Exercise prompt: Set out the lines below as a numbered list, omitting any blank lines.
Supplied records Block Start
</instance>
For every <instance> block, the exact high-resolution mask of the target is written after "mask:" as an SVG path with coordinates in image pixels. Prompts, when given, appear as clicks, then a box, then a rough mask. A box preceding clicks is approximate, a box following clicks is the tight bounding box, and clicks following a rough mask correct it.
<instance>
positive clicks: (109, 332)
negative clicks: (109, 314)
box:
Supplied records Block End
Answer to the problem:
1. </instance>
2. For every <instance> block, the exact high-resolution mask of the target is written after "mask:" as an SVG path with coordinates in image pixels. Prompts, when given, appear as clicks, then a box, then a rough mask. A box preceding clicks is approximate, a box following clicks is the tight bounding box, and clicks following a rough mask correct it.
3. <instance>
4. positive clicks: (109, 332)
5. negative clicks: (109, 314)
6. box:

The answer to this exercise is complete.